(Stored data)
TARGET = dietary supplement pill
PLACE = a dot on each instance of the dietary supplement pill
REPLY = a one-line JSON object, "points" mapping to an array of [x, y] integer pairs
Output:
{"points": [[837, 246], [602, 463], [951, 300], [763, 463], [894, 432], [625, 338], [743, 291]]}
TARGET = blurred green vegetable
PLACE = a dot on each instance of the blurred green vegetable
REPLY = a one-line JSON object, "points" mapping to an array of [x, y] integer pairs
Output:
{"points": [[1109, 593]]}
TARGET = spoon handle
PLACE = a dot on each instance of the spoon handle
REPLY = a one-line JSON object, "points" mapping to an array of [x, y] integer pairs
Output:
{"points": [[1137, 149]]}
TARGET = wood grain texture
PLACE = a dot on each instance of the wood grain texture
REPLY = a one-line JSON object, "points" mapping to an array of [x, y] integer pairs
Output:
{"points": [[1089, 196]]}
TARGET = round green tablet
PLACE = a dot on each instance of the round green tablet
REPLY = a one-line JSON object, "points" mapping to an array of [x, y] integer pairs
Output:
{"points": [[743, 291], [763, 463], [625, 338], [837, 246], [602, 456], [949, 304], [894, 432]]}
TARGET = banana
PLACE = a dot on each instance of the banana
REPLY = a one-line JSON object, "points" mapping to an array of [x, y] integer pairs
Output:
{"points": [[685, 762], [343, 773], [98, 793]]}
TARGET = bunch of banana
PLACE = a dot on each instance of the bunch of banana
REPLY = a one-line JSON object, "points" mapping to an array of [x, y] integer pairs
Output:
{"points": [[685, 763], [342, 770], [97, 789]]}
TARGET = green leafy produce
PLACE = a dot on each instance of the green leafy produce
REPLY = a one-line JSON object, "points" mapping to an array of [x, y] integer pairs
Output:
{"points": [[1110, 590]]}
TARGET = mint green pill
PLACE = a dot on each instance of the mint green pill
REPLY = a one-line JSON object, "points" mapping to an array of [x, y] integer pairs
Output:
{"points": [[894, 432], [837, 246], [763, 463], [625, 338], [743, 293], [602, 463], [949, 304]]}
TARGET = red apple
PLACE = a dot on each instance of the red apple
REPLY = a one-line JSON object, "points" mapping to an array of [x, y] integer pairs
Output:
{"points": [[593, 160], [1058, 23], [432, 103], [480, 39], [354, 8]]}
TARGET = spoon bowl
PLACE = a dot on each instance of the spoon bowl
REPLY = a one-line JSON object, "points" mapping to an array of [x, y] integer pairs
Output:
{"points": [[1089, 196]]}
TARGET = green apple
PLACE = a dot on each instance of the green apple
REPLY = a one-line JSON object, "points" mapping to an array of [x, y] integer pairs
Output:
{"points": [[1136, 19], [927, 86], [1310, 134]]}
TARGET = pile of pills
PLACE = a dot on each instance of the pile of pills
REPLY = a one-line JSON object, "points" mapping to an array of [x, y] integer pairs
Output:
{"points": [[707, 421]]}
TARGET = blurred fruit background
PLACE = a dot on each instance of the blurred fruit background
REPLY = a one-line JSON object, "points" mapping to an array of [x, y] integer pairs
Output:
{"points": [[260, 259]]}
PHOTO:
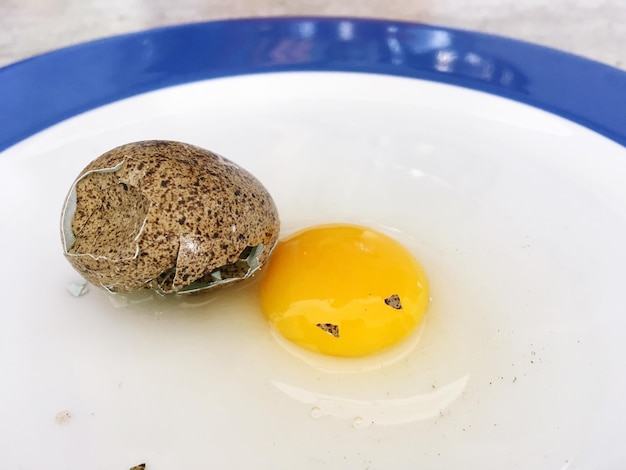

▶ [TASK INSTRUCTIONS] Update every entry by swapping each "instance" for "occurrence", leaving everything else unchanged. Leave the pictures out of your reply.

▶ [THE REPLY]
TARGET = dietary supplement pill
PLACE = a dot on each occurrence of the dietary supplement pill
REPLY = a one-line JSON object, "points" mapping to an array of [x, y] integer pairs
Output:
{"points": [[837, 246], [602, 463], [951, 300], [763, 463], [894, 432], [625, 338], [743, 291]]}
TARGET = blurred green vegetable
PLACE = a dot on each occurrence of the blurred green vegetable
REPLY = a one-line JSON object, "points" mapping to an array of [x, y] integer pairs
Output:
{"points": [[1109, 593]]}
TARGET = spoon handle
PLACE = a dot on each occurrence of the spoon handle
REPLY = a one-line JSON object, "points" mapping to an array of [x, y] integer pairs
Output:
{"points": [[1137, 149]]}
TARGET = wood grain texture
PLACE = a dot on each occurrence of the wood grain texture
REPLY = a one-line JSON object, "points" mapping to an array of [x, y] integer pairs
Output:
{"points": [[1089, 196]]}
TARGET = round green tablet
PLACE = a dot on each occurrence of the round green tablet
REPLY = a one-line JSON object, "points" mapping to an array of [x, y] integer pairs
Output:
{"points": [[743, 291], [763, 463], [625, 338], [837, 246], [602, 456], [949, 304], [894, 432]]}
TARGET = banana
PLACE = a dot on each occurrence of the banana
REPLY = a one-line JSON object, "points" mapping to an array of [x, y] integer pairs
Output:
{"points": [[685, 762], [343, 773], [98, 793]]}
TARGET = bunch of banana
PLACE = a dot on each occurrence of the bunch of banana
REPLY = a one-line JSON object, "points" mapping to an array of [x, y] integer pairs
Output:
{"points": [[685, 763], [342, 770], [97, 789]]}
TARGET = green leafy produce
PLACE = a dot on each occurrence of the green leafy produce
REPLY = a one-line JSON object, "points" mapping to an array of [x, y] integer pairs
Output:
{"points": [[1110, 590]]}
TARGET = mint green pill
PLACE = a dot on each occurrence of the mint green pill
REPLY = a one-line JSON object, "points" mapping to an array of [x, y] integer pairs
Output:
{"points": [[894, 432], [837, 246], [763, 463], [625, 338], [743, 293], [602, 463], [949, 304]]}
TARGET = red apple
PLACE = a dot on each occurrence of the red apple
REPLY = a one-line JSON object, "points" mapping to an array of [x, y] integer pairs
Output:
{"points": [[593, 160], [1058, 23], [432, 103], [480, 39], [354, 8]]}
TARGET = spoon bowl
PLACE = a dot on each occurrence of the spoon bowl
REPLY = a one-line JSON object, "points" mapping to an array of [x, y] integer pairs
Output:
{"points": [[1089, 196]]}
TARGET = green apple
PLACE = a dot on each occurrence of the green apple
REPLY = a one-line JSON object, "points" mapping to an array of [x, y] integer pairs
Output:
{"points": [[1136, 19], [927, 86], [1310, 134]]}
TARGET = pile of pills
PLACE = a dot on each occurrence of the pile of pills
REPLY = a one-line JSON object, "points" mapping to an array of [x, y] integer pairs
Output:
{"points": [[707, 421]]}
TARGET = blurred fruit background
PLACE = a dot on each occurrence of the blurred fruit background
REPLY = a one-line JSON object, "points" mapping to an array of [x, y] integer pairs
Output:
{"points": [[260, 259]]}
PHOTO:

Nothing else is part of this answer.